Please list every line of the data below that contains the string "sleeve".

[Records in a dataset]
---------------

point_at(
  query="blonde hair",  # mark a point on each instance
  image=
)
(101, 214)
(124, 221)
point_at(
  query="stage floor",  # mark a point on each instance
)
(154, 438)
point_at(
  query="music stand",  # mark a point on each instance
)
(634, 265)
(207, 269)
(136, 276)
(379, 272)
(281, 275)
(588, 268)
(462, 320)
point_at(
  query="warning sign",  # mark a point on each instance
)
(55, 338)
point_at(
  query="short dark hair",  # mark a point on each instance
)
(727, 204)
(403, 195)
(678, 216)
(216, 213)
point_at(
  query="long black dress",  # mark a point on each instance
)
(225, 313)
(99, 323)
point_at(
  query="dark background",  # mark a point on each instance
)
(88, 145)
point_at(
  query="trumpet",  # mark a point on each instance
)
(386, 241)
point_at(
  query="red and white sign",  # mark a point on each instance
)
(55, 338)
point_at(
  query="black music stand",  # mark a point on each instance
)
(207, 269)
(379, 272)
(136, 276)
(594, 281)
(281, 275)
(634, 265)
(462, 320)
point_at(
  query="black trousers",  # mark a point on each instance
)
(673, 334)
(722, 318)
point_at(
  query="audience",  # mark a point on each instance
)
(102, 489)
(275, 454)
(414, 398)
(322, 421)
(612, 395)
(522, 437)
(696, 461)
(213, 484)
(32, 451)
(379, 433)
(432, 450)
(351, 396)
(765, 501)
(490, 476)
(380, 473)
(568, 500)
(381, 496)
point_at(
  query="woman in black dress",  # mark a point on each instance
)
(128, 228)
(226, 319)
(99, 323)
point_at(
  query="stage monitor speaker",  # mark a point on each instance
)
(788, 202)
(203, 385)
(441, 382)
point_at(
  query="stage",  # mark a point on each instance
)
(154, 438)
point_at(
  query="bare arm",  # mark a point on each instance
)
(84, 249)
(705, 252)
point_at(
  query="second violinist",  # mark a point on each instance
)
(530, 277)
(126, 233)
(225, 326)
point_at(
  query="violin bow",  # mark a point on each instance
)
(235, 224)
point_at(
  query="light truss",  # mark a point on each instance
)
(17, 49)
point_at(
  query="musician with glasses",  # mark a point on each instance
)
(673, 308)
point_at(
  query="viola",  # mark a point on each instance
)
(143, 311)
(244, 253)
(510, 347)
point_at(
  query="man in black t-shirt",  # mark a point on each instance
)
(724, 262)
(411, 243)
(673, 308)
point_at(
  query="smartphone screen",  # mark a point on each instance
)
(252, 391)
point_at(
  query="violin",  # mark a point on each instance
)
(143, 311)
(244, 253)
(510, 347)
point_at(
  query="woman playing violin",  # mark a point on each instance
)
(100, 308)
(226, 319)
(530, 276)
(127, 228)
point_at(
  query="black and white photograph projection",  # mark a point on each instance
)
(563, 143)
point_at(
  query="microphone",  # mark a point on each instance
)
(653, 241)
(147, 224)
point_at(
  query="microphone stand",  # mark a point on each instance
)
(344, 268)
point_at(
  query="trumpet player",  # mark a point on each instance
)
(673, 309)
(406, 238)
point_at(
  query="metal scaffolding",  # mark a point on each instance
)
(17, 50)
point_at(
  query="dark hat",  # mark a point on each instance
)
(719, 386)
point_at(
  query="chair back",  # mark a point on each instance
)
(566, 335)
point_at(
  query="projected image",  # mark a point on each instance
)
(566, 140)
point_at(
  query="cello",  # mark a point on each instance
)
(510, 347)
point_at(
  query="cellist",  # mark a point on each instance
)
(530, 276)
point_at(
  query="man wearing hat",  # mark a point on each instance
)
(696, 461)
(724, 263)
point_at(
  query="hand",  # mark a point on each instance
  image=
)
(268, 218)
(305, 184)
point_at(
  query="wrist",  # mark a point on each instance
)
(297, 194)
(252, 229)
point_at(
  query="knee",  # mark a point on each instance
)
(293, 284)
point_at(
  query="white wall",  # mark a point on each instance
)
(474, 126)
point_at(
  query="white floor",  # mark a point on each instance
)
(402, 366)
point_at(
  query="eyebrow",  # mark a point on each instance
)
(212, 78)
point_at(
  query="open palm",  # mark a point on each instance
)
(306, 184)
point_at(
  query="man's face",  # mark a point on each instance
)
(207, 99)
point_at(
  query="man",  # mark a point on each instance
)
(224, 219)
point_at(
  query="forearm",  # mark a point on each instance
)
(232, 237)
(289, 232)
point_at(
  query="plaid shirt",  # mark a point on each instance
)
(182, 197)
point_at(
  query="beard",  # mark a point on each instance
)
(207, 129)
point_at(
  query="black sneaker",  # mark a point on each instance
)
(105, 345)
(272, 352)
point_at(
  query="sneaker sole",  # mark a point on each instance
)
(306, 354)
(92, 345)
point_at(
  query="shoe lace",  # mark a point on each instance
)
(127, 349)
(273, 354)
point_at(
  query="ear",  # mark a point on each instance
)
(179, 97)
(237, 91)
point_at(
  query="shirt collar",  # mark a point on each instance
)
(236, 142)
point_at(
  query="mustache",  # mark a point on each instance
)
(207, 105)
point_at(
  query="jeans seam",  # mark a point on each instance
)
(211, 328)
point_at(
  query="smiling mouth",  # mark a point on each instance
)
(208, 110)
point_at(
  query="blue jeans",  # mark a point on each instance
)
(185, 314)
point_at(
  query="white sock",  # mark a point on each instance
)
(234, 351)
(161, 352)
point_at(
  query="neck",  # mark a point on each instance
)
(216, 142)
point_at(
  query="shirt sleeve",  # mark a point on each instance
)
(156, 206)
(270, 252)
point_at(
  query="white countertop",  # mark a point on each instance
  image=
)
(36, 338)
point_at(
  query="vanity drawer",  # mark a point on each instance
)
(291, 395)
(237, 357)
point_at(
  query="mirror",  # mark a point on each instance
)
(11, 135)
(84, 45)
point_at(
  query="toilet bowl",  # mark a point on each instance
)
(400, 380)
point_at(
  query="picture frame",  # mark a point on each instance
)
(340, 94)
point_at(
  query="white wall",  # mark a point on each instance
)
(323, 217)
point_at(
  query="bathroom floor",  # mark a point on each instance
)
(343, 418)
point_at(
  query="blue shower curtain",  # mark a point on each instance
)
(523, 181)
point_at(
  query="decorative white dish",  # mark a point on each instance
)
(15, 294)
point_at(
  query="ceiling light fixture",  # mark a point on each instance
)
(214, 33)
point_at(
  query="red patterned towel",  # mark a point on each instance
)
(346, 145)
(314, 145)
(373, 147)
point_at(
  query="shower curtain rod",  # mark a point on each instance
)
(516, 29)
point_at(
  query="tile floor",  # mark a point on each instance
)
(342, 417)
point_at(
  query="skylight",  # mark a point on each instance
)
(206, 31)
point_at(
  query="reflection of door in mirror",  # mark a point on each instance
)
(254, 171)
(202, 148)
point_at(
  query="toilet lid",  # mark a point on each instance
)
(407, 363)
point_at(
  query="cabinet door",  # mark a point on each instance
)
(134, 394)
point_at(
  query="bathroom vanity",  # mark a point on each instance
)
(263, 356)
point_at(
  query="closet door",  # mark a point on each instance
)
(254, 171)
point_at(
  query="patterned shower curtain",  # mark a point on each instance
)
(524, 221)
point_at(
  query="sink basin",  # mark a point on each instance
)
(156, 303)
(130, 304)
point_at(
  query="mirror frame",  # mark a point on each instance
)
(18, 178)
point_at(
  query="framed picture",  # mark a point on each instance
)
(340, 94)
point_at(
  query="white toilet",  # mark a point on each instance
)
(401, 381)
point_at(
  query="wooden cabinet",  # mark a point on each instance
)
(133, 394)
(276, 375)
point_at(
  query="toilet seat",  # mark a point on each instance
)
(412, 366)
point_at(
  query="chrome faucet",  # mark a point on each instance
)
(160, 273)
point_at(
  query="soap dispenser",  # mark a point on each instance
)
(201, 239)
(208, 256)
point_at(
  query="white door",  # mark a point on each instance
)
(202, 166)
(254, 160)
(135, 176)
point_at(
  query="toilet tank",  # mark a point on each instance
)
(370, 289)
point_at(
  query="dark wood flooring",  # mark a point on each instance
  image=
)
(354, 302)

---------------

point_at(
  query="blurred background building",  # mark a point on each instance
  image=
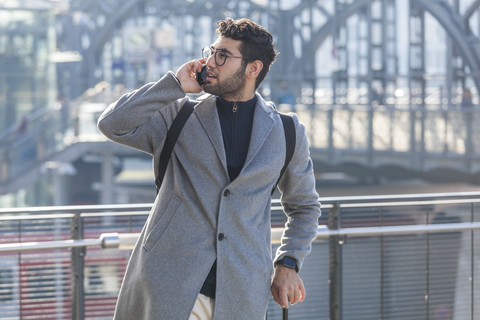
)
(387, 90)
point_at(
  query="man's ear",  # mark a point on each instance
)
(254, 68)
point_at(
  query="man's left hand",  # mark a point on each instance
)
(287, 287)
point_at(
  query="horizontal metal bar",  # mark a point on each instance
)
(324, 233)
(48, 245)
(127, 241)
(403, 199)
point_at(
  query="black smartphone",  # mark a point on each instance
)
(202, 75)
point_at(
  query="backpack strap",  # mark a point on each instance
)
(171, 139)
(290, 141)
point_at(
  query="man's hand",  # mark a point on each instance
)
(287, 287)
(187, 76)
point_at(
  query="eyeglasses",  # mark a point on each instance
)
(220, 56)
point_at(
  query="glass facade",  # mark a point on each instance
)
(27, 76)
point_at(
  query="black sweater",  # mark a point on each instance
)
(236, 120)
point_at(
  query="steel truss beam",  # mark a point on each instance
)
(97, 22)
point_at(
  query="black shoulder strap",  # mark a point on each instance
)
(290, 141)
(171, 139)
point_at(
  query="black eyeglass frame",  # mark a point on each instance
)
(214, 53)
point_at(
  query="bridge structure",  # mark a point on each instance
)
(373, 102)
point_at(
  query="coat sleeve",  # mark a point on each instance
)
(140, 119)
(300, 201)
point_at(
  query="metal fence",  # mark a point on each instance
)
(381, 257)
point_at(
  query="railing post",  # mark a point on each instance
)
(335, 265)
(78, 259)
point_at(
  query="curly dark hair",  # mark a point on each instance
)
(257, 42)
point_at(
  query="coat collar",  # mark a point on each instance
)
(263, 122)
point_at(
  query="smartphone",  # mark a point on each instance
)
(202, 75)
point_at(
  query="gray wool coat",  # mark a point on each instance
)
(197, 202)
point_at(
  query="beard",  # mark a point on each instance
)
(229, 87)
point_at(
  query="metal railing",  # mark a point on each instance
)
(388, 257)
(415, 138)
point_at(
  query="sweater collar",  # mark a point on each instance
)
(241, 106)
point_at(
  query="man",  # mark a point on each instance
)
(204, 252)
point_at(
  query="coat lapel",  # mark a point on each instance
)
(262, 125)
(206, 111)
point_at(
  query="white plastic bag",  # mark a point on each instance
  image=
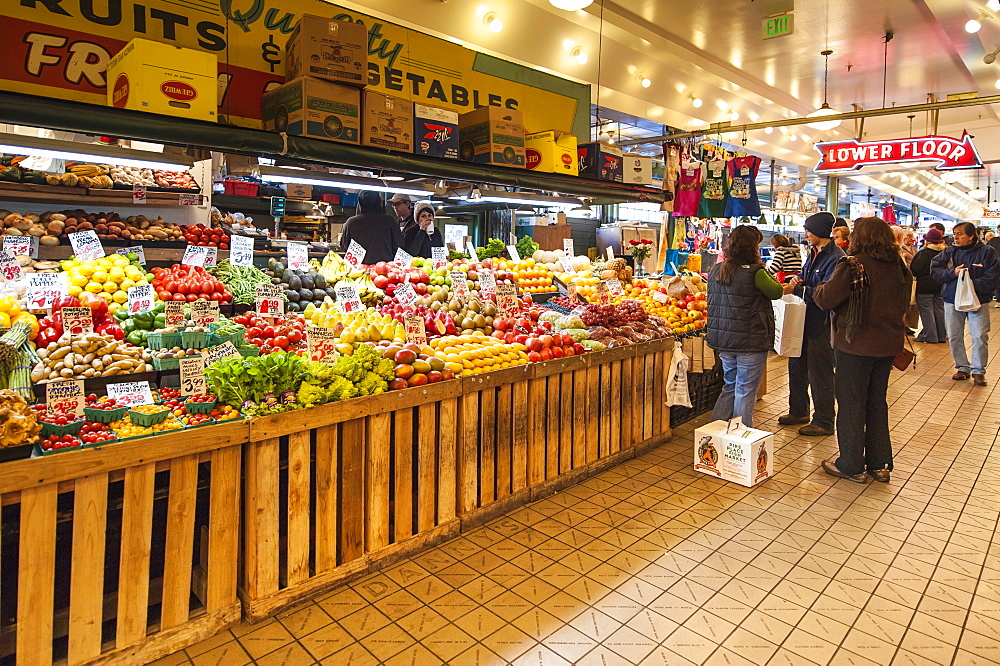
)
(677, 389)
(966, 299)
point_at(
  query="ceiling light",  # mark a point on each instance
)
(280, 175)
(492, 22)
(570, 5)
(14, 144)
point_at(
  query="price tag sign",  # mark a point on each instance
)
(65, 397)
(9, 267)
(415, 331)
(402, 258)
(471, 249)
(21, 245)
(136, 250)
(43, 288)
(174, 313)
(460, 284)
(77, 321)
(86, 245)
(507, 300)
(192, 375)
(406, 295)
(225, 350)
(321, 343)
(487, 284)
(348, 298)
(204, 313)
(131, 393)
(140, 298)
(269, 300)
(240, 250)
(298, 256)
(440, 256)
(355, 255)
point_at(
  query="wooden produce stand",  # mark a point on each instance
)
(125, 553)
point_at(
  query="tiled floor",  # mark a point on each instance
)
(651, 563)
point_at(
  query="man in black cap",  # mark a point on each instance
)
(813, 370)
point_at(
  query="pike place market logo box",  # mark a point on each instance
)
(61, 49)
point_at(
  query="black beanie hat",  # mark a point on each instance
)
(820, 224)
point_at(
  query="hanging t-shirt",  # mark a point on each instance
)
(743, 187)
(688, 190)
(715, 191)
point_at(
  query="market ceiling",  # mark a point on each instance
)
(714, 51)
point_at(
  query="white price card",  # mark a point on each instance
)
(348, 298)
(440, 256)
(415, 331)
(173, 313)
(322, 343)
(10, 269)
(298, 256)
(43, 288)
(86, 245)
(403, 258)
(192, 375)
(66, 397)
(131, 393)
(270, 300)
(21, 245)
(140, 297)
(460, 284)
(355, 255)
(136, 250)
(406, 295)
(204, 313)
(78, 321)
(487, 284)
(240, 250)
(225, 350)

---------------

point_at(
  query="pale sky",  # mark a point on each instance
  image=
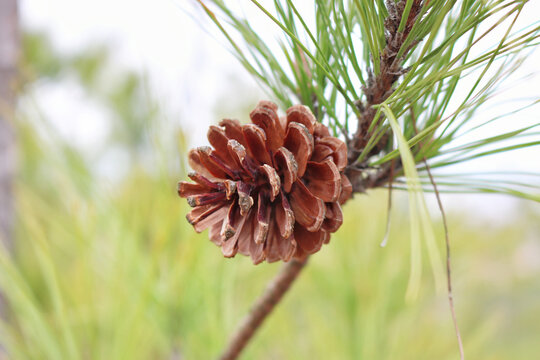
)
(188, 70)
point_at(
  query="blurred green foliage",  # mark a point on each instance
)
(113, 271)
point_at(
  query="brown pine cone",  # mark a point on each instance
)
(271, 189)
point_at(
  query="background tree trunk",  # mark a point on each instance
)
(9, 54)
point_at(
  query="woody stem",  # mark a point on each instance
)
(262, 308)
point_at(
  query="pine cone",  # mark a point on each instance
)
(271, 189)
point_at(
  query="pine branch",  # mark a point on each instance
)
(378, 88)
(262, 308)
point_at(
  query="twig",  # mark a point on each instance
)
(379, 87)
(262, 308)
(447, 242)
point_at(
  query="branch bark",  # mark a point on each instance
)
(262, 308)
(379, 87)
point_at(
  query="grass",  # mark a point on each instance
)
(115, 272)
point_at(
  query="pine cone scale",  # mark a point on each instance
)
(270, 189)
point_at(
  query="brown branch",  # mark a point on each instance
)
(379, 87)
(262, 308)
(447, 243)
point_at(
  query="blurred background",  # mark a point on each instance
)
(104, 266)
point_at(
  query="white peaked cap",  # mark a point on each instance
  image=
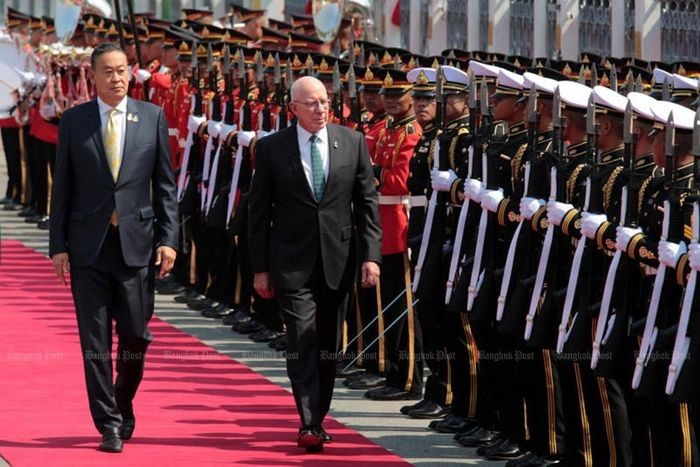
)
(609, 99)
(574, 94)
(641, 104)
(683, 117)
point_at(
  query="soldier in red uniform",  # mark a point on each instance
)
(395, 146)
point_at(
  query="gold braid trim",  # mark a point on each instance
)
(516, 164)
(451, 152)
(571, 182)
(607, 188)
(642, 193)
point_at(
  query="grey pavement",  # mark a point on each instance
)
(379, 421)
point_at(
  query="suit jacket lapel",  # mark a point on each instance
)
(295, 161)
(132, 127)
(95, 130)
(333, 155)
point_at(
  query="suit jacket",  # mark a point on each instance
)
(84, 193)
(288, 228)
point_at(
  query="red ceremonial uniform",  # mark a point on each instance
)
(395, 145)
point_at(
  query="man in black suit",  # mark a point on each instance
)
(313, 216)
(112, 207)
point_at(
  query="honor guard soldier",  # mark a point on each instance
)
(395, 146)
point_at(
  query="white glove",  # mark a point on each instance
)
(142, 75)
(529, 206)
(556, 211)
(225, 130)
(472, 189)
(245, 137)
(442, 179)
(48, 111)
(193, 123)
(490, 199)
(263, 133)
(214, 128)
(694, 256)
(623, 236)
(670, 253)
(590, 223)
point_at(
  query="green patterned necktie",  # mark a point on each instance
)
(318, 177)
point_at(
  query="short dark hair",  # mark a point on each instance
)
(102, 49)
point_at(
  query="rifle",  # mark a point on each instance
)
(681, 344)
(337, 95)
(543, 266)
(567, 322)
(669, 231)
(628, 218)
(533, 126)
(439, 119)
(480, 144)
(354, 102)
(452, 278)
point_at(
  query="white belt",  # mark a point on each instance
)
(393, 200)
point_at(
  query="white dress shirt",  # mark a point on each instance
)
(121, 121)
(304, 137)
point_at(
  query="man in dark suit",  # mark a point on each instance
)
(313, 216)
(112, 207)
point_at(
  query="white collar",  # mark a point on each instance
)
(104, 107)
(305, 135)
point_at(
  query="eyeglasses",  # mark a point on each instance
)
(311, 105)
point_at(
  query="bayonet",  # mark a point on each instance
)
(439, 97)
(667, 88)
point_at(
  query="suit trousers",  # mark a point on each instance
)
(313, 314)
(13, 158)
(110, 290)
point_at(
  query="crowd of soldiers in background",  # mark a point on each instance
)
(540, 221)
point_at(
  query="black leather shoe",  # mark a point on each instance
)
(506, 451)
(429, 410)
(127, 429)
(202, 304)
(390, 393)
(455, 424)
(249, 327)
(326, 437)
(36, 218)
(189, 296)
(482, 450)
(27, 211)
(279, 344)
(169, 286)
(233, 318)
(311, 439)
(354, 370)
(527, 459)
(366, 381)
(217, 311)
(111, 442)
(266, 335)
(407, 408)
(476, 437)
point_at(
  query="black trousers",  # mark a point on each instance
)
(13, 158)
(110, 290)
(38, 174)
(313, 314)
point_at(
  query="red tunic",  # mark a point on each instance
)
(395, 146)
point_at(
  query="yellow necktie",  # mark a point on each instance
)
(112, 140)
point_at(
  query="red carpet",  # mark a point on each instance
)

---------------

Written solution =
  query="shirt sleeve",  # mark a point on each instance
  query="coat sleeve",  # mark a point on each instance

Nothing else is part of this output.